▶ **What is being asked**
What is needed here is a verbatim copy of the records that follow.

▶ **Excerpted data**
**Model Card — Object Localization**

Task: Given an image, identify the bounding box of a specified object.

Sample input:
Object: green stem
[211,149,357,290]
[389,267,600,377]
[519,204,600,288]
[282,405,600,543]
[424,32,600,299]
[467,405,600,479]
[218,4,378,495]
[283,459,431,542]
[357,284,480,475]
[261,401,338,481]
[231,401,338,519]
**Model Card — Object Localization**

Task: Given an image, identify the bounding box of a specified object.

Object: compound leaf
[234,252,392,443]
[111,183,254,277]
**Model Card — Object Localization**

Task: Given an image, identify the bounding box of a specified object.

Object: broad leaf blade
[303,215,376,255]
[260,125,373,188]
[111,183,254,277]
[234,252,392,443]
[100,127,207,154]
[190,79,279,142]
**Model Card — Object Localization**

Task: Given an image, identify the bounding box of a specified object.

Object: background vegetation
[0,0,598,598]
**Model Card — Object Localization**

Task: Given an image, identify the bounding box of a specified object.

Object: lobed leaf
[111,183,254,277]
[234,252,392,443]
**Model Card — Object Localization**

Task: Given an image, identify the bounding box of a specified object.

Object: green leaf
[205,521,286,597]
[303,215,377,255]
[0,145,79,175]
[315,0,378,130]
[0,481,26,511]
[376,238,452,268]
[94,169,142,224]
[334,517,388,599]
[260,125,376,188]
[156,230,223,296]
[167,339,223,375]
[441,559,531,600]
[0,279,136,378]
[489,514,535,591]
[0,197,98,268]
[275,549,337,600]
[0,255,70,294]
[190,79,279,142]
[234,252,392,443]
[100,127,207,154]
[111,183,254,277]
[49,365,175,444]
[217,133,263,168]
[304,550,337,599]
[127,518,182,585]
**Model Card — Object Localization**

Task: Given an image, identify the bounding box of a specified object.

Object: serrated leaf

▶ **Solution below**
**Model Card — Object Localization**

Task: Given an image, identify the bounding box of a specified object.

Sample input:
Object: green stem
[211,149,357,290]
[389,267,600,377]
[519,204,600,288]
[282,405,600,543]
[424,32,600,299]
[467,405,600,479]
[218,4,378,495]
[283,459,431,542]
[357,284,480,475]
[261,401,338,481]
[231,401,338,519]
**Model Card — Object Localization**

Task: Given an image, identify the bounding box of a specified object.

Object: compound leaf
[234,252,392,443]
[111,183,254,277]
**Model Card — Object Localization**

Task: Given an image, identify the bounding box of a specified object.

Object: broad leaf blade
[303,215,376,255]
[260,125,373,188]
[111,183,254,277]
[234,252,392,443]
[100,127,207,154]
[190,79,279,142]
**Model Card — Object Localization**

Task: Given an image, identify the bounding box of a specified object.

Object: background vegetation
[0,0,598,598]
**Model Card — Object Localization**

Task: Given an image, identify the bounding box of a specified object.

Object: lobed leaf
[111,183,254,277]
[234,252,392,443]
**Model Card — Object Localization**

Task: Given an image, identify the bounding box of a specified object.

Object: green leaf
[205,521,286,597]
[303,215,377,255]
[0,145,79,175]
[315,0,378,130]
[0,481,26,511]
[376,238,452,268]
[94,169,142,224]
[334,517,388,599]
[260,125,376,188]
[156,230,223,296]
[167,339,223,375]
[441,559,531,600]
[0,279,136,378]
[489,514,535,591]
[0,197,98,268]
[275,549,337,600]
[0,255,70,294]
[190,79,279,142]
[234,252,392,443]
[100,127,207,154]
[111,183,254,277]
[49,365,175,444]
[217,133,263,168]
[304,550,337,599]
[127,518,182,585]
**Model Card — Object Localization**

Task: Given an image, identify the bounding box of a specified object.

Object: serrated leaf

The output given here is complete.